= TEXTABSCHNITT =

##############################

AVIVA-Tipp: Die Wiederentdeckung Sandmanns durch Anna Havemann kann als wahrer Glücksfall gelten. Es bleibt zu hoffen, dass die Künstlerin durch Folgeausstellungen und weitere Publikationen die verdiente Öffentlichkeit erfährt, die sie lange entbehren musste. Havemanns komprimierte Biografie liefert einen gelungenen Auftakt. Die vielen verwendeten Auszüge aus Sandmanns Tagebüchern, in welchen die Künstlerin sich zur Kunsttheorie und zum Zeitgeschehen äußert, lassen erahnen, welch geistreiche und feinsinnige Persönlichkeit es hier zu entdecken gilt.
Der Band enthält darüber hinaus Fotos und Abbildungen ausgewählter Werke aus Sandmanns Oeuvre.

##############################

= AUFGABE 1 =
Zu welchen Themen äußert sich die Künstlerin laut dem Textabschnitt zu Havemanns Sandmann-Biografie in ihren Tagebüchern?
= AUFGABE 2 =
Führe den Textabschnitt zu Havemanns Sandmann-Biografie nach seinem letzten Satz weiter.

= GESPEICHERTE DATEN =

##############################

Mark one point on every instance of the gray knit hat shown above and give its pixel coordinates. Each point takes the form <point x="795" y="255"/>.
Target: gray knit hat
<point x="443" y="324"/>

##############################

= RICHTIGE ANTWORT 1 =
Zur Kunsttheorie und zum Zeitgeschehen.

= RICHTIGE ANTWORT 2 =
Zur Autorin: Anna Havemann studierte Kunstgeschichte in New York und wurde 2009 an der Universität Potsdam promoviert. Sie lehrte in Hongkong und New York. Seit 2001 ist sie als Dozentin und Kuratorin in Berlin/Potsdam tätig. Zurzeit erarbeitet sie das Werkverzeichnis von Gertrude Sandmann und kuratiert die Ausstellung "Vom Sehen und Leben – Gertrude Sandmann. Retrospektive einer Künstlerin und Zeitzeugin". Sie hat mehrfach über den emanzipatorischen Kampf von Künstlerinnen publiziert. (Quelle: Verlagsinformation)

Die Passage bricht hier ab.